• [MATERIAL TO PROCESS]
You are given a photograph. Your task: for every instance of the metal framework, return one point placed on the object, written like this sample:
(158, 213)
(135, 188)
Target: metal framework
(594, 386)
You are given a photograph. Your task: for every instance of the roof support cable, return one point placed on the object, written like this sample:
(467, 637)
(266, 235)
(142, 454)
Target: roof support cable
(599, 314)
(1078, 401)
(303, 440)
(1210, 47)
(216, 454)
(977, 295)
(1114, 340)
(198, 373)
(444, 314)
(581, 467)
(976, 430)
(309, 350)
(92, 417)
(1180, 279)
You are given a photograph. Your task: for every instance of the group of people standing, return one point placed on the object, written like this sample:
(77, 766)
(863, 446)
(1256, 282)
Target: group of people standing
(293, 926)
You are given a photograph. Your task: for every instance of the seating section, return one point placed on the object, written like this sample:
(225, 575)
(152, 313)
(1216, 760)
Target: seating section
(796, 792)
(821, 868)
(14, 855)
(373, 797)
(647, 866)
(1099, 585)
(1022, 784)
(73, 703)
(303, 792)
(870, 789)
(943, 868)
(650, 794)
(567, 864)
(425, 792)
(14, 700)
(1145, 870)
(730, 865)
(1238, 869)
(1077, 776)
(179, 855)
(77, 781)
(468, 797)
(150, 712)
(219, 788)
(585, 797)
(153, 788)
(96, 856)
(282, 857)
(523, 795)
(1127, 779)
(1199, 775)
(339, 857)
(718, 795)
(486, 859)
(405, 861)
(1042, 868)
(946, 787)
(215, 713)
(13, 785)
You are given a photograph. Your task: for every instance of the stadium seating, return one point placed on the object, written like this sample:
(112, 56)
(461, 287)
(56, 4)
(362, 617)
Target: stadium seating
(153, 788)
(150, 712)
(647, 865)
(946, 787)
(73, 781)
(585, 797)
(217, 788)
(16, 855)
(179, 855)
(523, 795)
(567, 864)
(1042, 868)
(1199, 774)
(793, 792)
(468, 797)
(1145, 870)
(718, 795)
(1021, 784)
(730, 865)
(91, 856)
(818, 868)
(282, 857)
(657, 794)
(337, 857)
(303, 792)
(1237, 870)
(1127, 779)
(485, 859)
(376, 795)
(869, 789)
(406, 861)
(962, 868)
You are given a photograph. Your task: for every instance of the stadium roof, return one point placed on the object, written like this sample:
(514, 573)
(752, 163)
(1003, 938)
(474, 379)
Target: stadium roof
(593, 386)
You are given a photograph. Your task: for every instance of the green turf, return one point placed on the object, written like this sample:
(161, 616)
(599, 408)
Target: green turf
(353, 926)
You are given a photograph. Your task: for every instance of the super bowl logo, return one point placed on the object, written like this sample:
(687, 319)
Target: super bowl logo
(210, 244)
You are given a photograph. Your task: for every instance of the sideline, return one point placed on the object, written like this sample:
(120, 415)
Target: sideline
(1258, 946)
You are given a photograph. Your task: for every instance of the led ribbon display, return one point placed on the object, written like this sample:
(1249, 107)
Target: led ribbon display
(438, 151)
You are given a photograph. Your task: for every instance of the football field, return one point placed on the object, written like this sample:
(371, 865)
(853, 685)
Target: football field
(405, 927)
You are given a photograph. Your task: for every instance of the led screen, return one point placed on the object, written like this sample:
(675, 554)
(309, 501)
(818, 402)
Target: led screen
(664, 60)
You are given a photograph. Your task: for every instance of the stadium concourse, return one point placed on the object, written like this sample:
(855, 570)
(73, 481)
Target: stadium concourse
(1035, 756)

• [WORK REQUIRED]
Copy every row above again, replacing "for every instance of" with "for each instance of" wherever it appears and leaving everything else unchanged.

• [CORRECT OUTPUT]
You are given a photograph. Your task: for each instance of the metal framework, return one point placed on the object, written like this sample:
(158, 213)
(135, 188)
Target: metal framework
(594, 386)
You are given a photograph. Your task: for each instance of the roof support cable, return one point placed on the object, written like this sample:
(467, 637)
(266, 235)
(142, 454)
Target: roof support cable
(599, 314)
(1078, 401)
(303, 440)
(1210, 47)
(216, 454)
(977, 295)
(1114, 340)
(198, 373)
(444, 314)
(581, 467)
(976, 430)
(309, 350)
(92, 417)
(1180, 279)
You are given a photograph. Your task: for each instance of the group of people standing, return one point placed on the object, written like this sample:
(77, 766)
(863, 446)
(1256, 282)
Target: group of people standing
(293, 926)
You are given a photograph. Your task: for each instance of the seating section, return one point placed on the object, written like this sample:
(225, 575)
(152, 313)
(1216, 760)
Target: seating section
(796, 792)
(821, 868)
(14, 855)
(373, 797)
(647, 866)
(1099, 585)
(1022, 784)
(73, 703)
(303, 792)
(870, 789)
(943, 868)
(650, 794)
(567, 864)
(425, 792)
(14, 700)
(1145, 870)
(730, 865)
(1238, 869)
(1077, 776)
(179, 855)
(77, 781)
(468, 797)
(150, 712)
(219, 788)
(585, 797)
(153, 788)
(96, 856)
(282, 857)
(523, 795)
(1127, 779)
(1199, 775)
(339, 857)
(718, 795)
(486, 859)
(405, 861)
(1042, 868)
(946, 787)
(215, 713)
(13, 785)
You are given a photograph. Your task: for each instance of the stadium seating, return one point placed on the object, written like this sample:
(112, 56)
(461, 287)
(56, 4)
(362, 617)
Target: stadium seating
(153, 788)
(150, 712)
(647, 865)
(946, 787)
(73, 781)
(585, 797)
(217, 788)
(16, 855)
(179, 855)
(523, 795)
(567, 864)
(1042, 868)
(1199, 774)
(793, 792)
(468, 797)
(1145, 870)
(718, 795)
(1021, 784)
(730, 865)
(91, 856)
(818, 868)
(282, 857)
(657, 794)
(337, 857)
(303, 792)
(1237, 870)
(1127, 779)
(485, 859)
(376, 795)
(869, 789)
(406, 861)
(962, 868)
You are given a photograph. Your task: for each instance of the stadium roof, return one point placed on the object, written like this sample:
(514, 573)
(752, 163)
(1003, 938)
(474, 379)
Target: stadium roof
(593, 386)
You are given a photograph. Your task: for each instance of the green turf, return one point placed on the object, written like this sample:
(161, 616)
(599, 408)
Target: green turf
(353, 926)
You are given a photograph. Your task: for each instance of the super bowl logo, return one point placed on the object, written like this sample:
(687, 319)
Target: super bowl logo
(210, 244)
You are given a photograph. Your task: for each instance of the sideline, return one point placed on the object, written like this sample:
(120, 415)
Target: sideline
(1258, 946)
You are given a photograph. Your task: for each instance of the led ribbon display, return one point placed on the object, written like this sample:
(1249, 107)
Target: led ribbon display
(438, 151)
You are given a photograph. Your task: for each instance of the football field, return one point placed on the object, written like this sample:
(371, 865)
(853, 685)
Target: football field
(405, 927)
You are given a photograph. Your task: for each instance of the led screen, return one point placed on the object, written like this sample:
(675, 554)
(309, 501)
(818, 402)
Target: led screen
(664, 60)
You are given a photograph. Your task: for each instance of the stadium concourse, return one point placed on the object, written like this sample:
(855, 570)
(73, 481)
Target: stadium concourse
(1035, 756)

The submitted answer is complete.